• _Zu erledigende Aufgaben_:
[1] Fasse den Text zur Interviewvorbereitung mit KI in zwei Sätzen zusammen.
[2] Schreibe den Text zur Interviewvorbereitung mit KI im Anschluss an seinen letzten Satz fort.

• _Dokumenttext_:
-.-.-
Nun geht es um die Aufgabe, die wir der KI geben wollen. Das Tool soll für uns Interviewpartner:innen zu einem bestimmten Thema suchen. Dafür definieren wir das Thema, den Auftrag und die Form des Ergebnisses. Ein Beispiel-Prompt:
“Du möchtest ein Interview führen zum Thema ‘Veränderungen in der Gesellschaft durch künstliche Intelligenz’. Du benötigst Gesprächspartner:innen zu diesem Thema. Bitte recherchiere mögliche Personen. Diese können aus verschiedenen Bereichen wie Forschung, Technik, Medien stammen. Bitte erstelle mir eine Liste mit den Personen, mit ihrem Namen und ihrer Funktion.”
Die KI gibt mir folgendes Ergebnis:
Dies ist eine erste grobe Übersicht über Institutionen und konkrete Personen, mit der wir weiterarbeiten können. Wie immer gilt: Diese Informationen sollten anschließend auf ihre Richtigkeit überprüft werden.
Für diese Recherche ist es notwendig, ein Tool zu nutzen, das Internetzugang hat. Ich habe die Pro-Version von ChatGPT genutzt. Kostenlos geht es aber auch mit Google Bard oder dem Bing Chat.
Informationen über Gesprächspartner:innen
Ähnlich können wir vorgehen, sobald wir unsere Interviewpartner:innen gefunden haben und mehr über sie erfahren wollen. Dann geben wir der KI den Auftrag, weitere Informationen zu suchen und aufzubereiten. Wer sich für informationen aus verschiedenen Kategorien interessiert, sollte die KI fragen, Schritt für Schritt vorzugehen.
In dieser Woche hielten die Bauernproteste Deutschland in Atem. Der Präsident des Deutschen Bauernverbands, Joachim Rukwied, erlangte dabei neue Berühmtheit. Viel weiß die Öffentlichkeit nicht über Herrn Rukwied, daher ist er eine gute Person für meinen Test:
“Stelle mir Informationen zusammen zur Person Joachim Rukwied. Er ist Präsident des Deutschen Bauernverbands. Erstelle Schritt für Schritt eine Liste mit Informationen in folgenden Kategorien: Informationen zur Person, wichtige Aussagen, wichtige Ereignisse.”
Das Ergebnis:
Auch diese Informationen müssen geprüft werden, doch ein großer Vorteil der Websuche bei KI-Tools: die Quellen werden genannt und verlinkt.
Interviewfragen entwickeln
Sollten uns die Ergebnisse der KI noch nicht befriedigen, können wir Nachfragen stellen und in einen Austausch mit dem Tool treten. Ansonsten können wir zum nächsten Schritt kommen und mit Hilfe der KI Interviewfragen brainstormen.
-.-.-
• _Bereitgestellte Zeilen_:
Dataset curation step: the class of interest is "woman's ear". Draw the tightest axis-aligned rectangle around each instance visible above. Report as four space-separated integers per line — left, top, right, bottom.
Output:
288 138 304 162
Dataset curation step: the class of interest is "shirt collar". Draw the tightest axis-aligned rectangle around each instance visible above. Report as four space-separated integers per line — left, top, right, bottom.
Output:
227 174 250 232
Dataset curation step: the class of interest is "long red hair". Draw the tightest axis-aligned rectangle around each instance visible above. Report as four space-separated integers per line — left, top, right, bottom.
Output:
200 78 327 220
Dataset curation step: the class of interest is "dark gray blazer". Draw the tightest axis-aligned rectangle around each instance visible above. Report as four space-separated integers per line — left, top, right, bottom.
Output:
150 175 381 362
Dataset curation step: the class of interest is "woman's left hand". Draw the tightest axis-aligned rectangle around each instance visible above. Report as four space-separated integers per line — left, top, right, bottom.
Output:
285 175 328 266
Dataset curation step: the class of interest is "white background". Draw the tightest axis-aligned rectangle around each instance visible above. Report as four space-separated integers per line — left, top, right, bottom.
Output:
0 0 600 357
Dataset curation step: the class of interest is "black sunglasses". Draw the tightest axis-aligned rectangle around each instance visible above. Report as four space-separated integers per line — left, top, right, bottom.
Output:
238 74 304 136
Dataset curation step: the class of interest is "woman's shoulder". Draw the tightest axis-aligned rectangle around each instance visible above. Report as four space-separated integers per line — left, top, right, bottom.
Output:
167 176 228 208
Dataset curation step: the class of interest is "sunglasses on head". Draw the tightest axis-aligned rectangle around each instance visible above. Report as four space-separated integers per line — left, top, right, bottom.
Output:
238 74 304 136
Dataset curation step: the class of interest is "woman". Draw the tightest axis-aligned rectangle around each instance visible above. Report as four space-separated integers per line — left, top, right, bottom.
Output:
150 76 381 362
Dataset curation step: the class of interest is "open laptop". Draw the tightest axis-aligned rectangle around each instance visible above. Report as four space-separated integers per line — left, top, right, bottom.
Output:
-.-.-
• _Ergebnisse in Reihenfolge_:
[1] Der Text beschreibt, wie ein KI-Tool mit Internetzugang per Prompt mögliche Interviewpartner:innen zu einem Thema recherchiert und danach Informationen über eine ausgewählte Person wie Joachim Rukwied Schritt für Schritt nach Kategorien zusammenstellt. Beide Ergebnisse müssen auf ihre Richtigkeit geprüft werden, wobei die Websuche den Vorteil bietet, dass die Quellen genannt und verlinkt werden.

[2]
Das Tool kennt den bisherigen Austausch mit Suche und Recherche zu Gesprächspartner:innen. Daher müssen wir im nächsten Prompt nur die Aufgabe präzise definieren. Dazu ist es wichtig, die konkreten Themen zu skizzieren, den Ton vorzugeben und die Form der Fragen festzulegen:
“Nach dieser Recherche zu Joachim Rukwied, bitte formuliere zehn Interviewfragen, die sich vor allem auf die folgenden zuvor recherchierten Aspekte beziehen:
1) Verteidigung des Subventionssystems für die Landwirtschaft
2) Notwendigkeit von Subventionen für die Landwirtschaft
3) Abstreiten der Verantwortung der Landwirtschaft für das Artensterben
4) Verharmlosung von Umweltproblemen durch die Landwirtschaft
Das Interview hat das Ziel, die grundsätzlichen Meinungen und Standpunkte von Herrn Rukwied zu besprechen und den Lesern darzustellen. Es soll nicht um konkrete Ereignisse gehen.
Nutze einen professionellen und anerkennenden Ton. Die Fragen können im Laufe des Interviews aber auch provokanter werden. Erstelle mir eine Liste mit den zehn Fragen in einer sinnvollen Reihenfolge.”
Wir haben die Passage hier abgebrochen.